ACTION ITEM: Below are records; please set down exactly the lines from the first through the one containing "pixel 398 130".

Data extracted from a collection
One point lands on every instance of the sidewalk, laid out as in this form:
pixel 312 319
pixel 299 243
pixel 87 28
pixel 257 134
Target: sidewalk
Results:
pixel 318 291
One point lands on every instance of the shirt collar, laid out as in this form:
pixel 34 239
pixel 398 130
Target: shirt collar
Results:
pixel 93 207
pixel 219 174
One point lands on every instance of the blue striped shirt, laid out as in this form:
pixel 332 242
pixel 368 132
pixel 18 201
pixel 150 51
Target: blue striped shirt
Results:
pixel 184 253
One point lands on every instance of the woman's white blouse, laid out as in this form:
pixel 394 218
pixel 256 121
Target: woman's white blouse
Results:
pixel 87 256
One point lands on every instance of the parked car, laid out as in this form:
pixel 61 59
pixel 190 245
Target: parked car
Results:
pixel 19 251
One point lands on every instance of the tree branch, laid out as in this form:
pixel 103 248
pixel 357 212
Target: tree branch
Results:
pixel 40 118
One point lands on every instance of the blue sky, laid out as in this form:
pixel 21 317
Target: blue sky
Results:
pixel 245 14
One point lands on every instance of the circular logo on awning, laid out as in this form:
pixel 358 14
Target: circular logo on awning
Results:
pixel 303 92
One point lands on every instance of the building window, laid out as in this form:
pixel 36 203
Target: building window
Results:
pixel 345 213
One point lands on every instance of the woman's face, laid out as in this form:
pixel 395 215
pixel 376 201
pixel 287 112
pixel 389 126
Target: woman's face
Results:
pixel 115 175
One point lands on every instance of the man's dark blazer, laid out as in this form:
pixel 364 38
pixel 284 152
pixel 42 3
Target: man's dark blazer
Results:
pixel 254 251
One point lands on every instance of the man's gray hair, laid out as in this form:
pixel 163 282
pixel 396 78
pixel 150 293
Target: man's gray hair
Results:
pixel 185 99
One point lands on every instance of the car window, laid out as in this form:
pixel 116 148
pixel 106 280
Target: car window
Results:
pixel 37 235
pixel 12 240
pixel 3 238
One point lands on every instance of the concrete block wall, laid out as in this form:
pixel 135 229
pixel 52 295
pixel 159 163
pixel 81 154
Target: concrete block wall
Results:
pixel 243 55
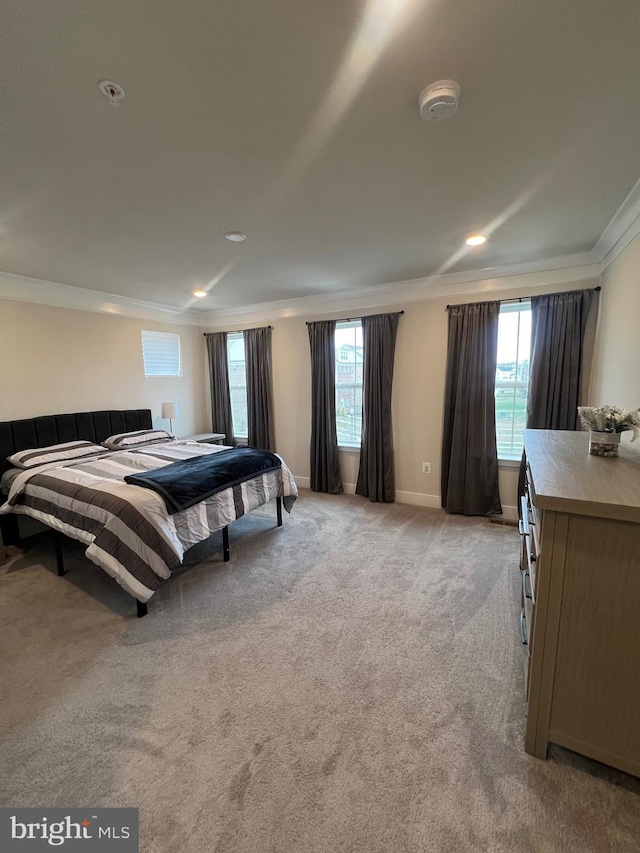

WORKED SOLUTION:
One point lands on every instance of the sidewalk, laid out as in this form:
pixel 312 319
pixel 299 243
pixel 87 28
pixel 257 134
Target: sidewalk
Results:
pixel 318 291
One point lands on every instance of the shirt collar, laid out as in this form:
pixel 34 239
pixel 398 130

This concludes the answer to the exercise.